* **SOURCE EXCERPT**
#####

Wonderful test report!

> With this worst case guest, I have produced a set of tests using UNIX socket,
> TCP localhost, TCP remote and RDMA remote socket transports, with both a
> 1 GB RAM + 1 CPU guest and a 8 GB RAM + 4 CPU guest.
> 
> The TCP/RDMA remote host tests were run over a 10-GiG-E network
> interface.
> 
> I have put the results online to view here:
> 
>   https://berrange.fedorapeople.org/qemu-mig-test-2016-05-05/
> 
> The charts here are showing two core sets of data:
> 
>  - The guest CPU performance. The left axis is showing the time in
> milliseconds
>    required to xor 1 GB of memory. This is shown per-guest CPU and
> combined all
>    CPUs.
> 
>  - The host CPU utilization. The right axis is showing the overall QEMU 
> process
>    CPU utilization, and the per-VCPU utilization.
> 
> Note that the charts are interactive - you can turn on/off each plot line and
> zoom in by selecting regions on the chart.
> 
> 
> Some interesting things that I have observed with this
> 
>  - At the start of each iteration of migration there is a distinct drop in
>    guest CPU performance as shown by a spike in the guest CPU time lines.
>    Performance would drop from 200ms/GB to 400ms/GB. Presumably this is
>    related to QEMU recalculating the dirty bitmap for the guest RAM. See
>    the spikes in the green line in:
> 
>     https://berrange.fedorapeople.org/qemu-mig-test-2016-05-05/tcp-
> remote-1gb-1cpu/post-copy-bandwidth/post-copy-bw-1gbs.html
> 
>  - For the larger sized guests, the auto-converge code has to throttle the
>    guest to as much as 90% or more before it is able to meet the 500ms max
>    downtime value
> 
>     https://berrange.fedorapeople.org/qemu-mig-test-2016-05-05/tcp-
> remote-1gb-1cpu/auto-converge-bandwidth/auto-converge-bw-1gbs.html
> 
>    Even then I often saw tests aborting as they hit the max number of
>    iterations I permitted (30 iters max)
> 
>     https://berrange.fedorapeople.org/qemu-mig-test-2016-05-05/tcp-
> remote-8gb-4cpu/auto-converge-bandwidth/auto-converge-bw-10gbs.html
> 
>  - MT compression is actively harmful to chances of successful migration
> when
>    the guest RAM is not compression friendly. My work load is worst case
> since
>    it is splattering RAM with totally random bytes. The MT compression is
>    dramatically increasing the time for each iteration as we bottleneck on CPU
>    compression speed, leaving the network largely idle. This causes migration
>    which would have completed without compression, to fail. It also burns
> huge
>    amounts of host CPU time
> 
>      https://berrange.fedorapeople.org/qemu-mig-test-2016-05-05/tcp-
> remote-1gb-1cpu/compr-mt/compr-mt-threads-4.html
> 
>  - XBZRLE compression did not have as much of a CPU peformance penalty on
> the
>    host as MT comprssion, but also did not help migration to actually 
> complete.

#####

* **DATASET RECORDS**

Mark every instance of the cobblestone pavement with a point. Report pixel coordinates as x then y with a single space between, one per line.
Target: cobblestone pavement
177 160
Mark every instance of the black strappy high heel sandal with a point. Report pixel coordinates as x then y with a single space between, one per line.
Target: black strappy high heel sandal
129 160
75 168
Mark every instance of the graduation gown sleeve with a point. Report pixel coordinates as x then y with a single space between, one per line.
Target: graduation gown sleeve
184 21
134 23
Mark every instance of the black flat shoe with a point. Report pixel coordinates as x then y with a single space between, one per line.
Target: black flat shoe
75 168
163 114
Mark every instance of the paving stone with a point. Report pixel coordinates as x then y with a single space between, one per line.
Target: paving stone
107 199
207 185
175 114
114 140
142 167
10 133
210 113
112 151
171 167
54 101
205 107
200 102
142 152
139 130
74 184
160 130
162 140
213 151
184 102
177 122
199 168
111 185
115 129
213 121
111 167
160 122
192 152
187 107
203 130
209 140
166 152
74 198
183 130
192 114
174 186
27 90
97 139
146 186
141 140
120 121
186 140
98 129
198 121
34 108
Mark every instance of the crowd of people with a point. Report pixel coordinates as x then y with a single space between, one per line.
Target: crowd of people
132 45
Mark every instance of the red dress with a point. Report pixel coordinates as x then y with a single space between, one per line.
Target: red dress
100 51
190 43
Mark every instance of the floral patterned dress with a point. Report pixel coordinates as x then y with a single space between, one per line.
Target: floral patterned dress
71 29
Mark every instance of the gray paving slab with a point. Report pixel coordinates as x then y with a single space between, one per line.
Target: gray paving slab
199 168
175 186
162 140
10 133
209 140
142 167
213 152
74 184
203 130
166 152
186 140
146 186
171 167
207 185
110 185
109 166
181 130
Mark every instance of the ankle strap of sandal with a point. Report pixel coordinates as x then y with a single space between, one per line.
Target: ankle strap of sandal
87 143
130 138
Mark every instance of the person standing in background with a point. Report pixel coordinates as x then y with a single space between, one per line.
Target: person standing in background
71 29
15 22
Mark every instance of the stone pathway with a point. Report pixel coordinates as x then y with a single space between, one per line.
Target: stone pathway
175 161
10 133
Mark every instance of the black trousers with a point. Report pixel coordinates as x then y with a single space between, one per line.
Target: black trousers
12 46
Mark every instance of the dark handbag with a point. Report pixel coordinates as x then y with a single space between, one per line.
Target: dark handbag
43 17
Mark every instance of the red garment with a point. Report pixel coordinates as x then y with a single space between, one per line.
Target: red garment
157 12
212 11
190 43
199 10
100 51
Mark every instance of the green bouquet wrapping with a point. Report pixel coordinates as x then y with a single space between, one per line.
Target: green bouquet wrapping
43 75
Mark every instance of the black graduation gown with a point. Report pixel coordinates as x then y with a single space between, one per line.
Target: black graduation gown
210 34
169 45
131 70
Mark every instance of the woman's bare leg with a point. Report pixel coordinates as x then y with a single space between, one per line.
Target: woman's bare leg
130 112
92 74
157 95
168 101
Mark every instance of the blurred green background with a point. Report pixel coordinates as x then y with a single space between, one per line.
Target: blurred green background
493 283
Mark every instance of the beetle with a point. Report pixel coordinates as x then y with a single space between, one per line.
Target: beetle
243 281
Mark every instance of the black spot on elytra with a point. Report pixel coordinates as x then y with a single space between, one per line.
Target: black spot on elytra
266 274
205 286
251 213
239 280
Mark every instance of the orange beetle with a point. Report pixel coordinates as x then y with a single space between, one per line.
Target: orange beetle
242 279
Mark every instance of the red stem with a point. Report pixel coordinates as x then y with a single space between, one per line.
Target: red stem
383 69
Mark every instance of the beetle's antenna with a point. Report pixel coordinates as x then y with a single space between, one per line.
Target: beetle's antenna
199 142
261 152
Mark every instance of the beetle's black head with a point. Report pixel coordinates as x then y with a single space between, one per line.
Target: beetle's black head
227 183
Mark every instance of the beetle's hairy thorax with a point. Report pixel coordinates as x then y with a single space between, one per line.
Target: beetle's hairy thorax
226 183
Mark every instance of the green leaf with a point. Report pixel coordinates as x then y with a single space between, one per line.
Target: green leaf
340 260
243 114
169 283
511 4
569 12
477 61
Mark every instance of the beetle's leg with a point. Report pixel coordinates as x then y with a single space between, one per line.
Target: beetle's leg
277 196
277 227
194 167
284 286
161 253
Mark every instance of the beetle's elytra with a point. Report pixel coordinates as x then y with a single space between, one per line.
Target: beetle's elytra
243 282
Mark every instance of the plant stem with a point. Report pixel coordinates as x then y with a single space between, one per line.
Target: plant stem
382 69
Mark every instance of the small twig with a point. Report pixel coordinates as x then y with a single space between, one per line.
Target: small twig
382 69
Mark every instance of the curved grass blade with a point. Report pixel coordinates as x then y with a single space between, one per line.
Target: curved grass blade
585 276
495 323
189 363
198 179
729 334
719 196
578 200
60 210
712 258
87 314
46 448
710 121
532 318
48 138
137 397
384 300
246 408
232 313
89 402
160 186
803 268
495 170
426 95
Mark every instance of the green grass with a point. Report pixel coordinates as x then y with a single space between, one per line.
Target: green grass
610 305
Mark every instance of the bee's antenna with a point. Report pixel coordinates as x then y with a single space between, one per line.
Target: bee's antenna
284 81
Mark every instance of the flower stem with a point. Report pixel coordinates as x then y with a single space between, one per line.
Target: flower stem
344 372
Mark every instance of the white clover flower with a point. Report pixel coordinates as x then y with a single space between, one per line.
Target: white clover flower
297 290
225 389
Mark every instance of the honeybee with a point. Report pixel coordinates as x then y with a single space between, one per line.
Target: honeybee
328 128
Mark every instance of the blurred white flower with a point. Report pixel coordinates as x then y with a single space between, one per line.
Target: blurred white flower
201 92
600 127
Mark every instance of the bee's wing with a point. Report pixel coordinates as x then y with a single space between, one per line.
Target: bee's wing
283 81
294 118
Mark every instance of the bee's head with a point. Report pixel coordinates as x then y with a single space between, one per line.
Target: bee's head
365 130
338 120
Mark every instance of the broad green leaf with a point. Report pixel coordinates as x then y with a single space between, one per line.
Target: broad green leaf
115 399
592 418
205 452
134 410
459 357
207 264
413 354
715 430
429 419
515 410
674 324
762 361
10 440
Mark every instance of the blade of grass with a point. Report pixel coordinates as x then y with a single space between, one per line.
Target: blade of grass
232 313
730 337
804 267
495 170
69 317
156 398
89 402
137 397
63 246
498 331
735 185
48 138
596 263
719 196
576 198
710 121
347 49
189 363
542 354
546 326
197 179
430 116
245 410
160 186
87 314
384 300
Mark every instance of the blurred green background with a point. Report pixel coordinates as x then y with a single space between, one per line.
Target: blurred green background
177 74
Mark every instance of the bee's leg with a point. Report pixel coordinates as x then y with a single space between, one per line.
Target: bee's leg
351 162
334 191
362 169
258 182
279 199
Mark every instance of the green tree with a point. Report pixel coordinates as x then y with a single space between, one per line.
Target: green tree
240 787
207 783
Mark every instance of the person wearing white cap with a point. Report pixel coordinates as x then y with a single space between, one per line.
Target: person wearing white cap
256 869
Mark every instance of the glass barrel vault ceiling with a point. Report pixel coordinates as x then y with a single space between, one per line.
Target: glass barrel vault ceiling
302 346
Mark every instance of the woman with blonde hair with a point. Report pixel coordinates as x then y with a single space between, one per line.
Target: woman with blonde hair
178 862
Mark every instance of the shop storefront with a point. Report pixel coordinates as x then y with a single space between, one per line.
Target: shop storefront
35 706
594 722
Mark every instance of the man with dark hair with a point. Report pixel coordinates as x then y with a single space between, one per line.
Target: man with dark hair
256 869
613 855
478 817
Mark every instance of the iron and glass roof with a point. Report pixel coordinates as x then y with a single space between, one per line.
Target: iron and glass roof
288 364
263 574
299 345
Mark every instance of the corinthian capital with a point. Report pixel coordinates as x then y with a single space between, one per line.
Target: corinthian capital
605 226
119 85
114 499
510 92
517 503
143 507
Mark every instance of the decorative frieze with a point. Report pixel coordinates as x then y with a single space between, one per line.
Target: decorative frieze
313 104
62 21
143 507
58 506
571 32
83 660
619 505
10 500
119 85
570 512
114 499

#####

* **WHAT IS ASKED**
a) Reproduce everything from "Wonderful test report!" down to "4 CPU guest." in the migration test report.
b) Translate this sentence from the migration test report into French: "Note that the charts are interactive - you can turn on/off each plot line and zoom in by selecting regions on the chart."

* **WRITTEN ANSWERS**
a)
Wonderful test report!

> With this worst case guest, I have produced a set of tests using UNIX socket,
> TCP localhost, TCP remote and RDMA remote socket transports, with both a
> 1 GB RAM + 1 CPU guest and a 8 GB RAM + 4 CPU guest.

b) Notez que les graphiques sont interactifs : vous pouvez activer ou désactiver chaque courbe et zoomer en sélectionnant des zones du graphique.